[Aim 1]:
Do these statements agree with the piDrone blog post below? Answer yes or no for each, and quote the words from the post that decide it. (a) The stable autonomous hover took years to achieve. (b) The piDrone was built using other people's code. (c) The code has been updated on GitHub.
[Aim 2]:
Write what comes next in the piDrone blog post below, picking up after its final line.

[Document text]:
-----

That’s all, folks…*

I think I’ve done all that can be done with my Raspberry Pi, Python piDrones.  Code is updated on GitHub as a result.  Here’s the vimeo links to the proof-of-the-pudding as it were:

The hardest by far though was the simplest in concept: a stable autonomous hover beyond a few seconds; each of the cool functions listed above probably took a few weeks on average; in contrast, the one-minute-plus hover took years.

There’s lots more videos on Vimeo linked to the blog via

I’ve achieved my personal target and then some: taking a Raspberry Pi and Python to create a piDrone, starting from absolutely ignorance, and doing it my way without using other’s code, ideas or suggestions.

What else could be done?  My only idea is long distance / time flights requiring:

  1. GPS fused with existing distances sensors
  2. Compass fused with existing orientation sensors
  3. Long range wireless connectivity
  4. Nuclear-fusion batteries.

-----

(Entries from a point annotation set)
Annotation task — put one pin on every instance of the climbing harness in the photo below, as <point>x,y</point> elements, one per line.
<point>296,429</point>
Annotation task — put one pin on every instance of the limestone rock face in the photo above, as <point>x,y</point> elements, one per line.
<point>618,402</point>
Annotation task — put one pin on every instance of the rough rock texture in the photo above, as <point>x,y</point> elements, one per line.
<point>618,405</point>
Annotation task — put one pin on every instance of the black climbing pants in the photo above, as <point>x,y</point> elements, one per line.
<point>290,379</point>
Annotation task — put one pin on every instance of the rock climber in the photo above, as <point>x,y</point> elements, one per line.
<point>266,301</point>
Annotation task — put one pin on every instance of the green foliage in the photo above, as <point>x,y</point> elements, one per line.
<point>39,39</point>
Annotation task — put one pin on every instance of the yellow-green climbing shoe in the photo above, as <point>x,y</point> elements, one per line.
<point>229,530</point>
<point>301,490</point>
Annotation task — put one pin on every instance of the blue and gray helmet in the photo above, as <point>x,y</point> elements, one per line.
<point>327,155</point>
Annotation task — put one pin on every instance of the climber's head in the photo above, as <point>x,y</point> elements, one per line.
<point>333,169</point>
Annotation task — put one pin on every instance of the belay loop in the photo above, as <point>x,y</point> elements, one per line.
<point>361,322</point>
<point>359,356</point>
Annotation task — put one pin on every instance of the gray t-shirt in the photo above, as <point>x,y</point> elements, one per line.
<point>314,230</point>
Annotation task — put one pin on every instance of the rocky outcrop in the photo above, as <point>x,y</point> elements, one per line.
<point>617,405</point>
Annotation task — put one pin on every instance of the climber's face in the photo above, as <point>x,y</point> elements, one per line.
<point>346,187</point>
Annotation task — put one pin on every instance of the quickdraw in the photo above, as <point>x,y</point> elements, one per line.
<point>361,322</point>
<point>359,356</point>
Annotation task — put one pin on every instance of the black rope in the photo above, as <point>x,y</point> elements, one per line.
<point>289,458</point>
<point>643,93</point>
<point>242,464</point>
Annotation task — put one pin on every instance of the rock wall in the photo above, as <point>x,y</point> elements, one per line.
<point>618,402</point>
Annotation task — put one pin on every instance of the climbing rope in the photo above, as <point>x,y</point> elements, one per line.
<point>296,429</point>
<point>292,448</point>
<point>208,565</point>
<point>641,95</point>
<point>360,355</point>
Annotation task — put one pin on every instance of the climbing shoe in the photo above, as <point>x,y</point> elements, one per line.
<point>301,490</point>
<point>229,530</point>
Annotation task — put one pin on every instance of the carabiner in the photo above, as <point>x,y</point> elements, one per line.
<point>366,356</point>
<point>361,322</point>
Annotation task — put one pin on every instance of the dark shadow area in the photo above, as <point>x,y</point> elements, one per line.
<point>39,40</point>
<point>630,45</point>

-----

[Reply 1]:
(a) Yes: "the one-minute-plus hover took years."
(b) No: "doing it my way without using other’s code, ideas or suggestions."
(c) Yes: "Code is updated on GitHub as a result."

[Reply 2]:
Lack of #4 renders 1-3 pointless.

Also pointless sadly is Penelope; Hermione, my big 3B, is the queen of autonomous control and Zoe, my Pi0W, the queen of human control.  Two’s company, three’s a crowd. The only thing unique I can do with ‘P’ is to get her RPi 3B+ and Stretch O/S completed, and my motivation is lacking; that makes Penelope the queen of spare parts 😥

Time for me to find another hobby to hold back my terminal-boredom-syndrome.  On my bike, me thinks.

So long, and thanks for all the fish!

* …nearly.  I’m doing some refinement for Zoe, primarily so I can take new to the Cotswold Raspberry Jams and anything new and exciting the RPi releases next.

“Penelope” or “Lucy”…

…as in the Amazon series “Lucifer”?  I’ll stick with Ms. Pitstop despite the colour scheme; Lucifer never shows up on Tuesdays.

Separated at birth?

Separated at birth?

She’s still pending the new version of the Garmin LIDAR-Lite v3HP – the lower-profile, higher-accuracy version of Hermione and Zoes’ height tracking LiDAR, She’s also waiting for a new PCB so she can have a buzzer, though that’s not holding her back in the same way.  She’ll intentionally not have a Scance Sweep as it’s very very expensive for a non-critical sensor.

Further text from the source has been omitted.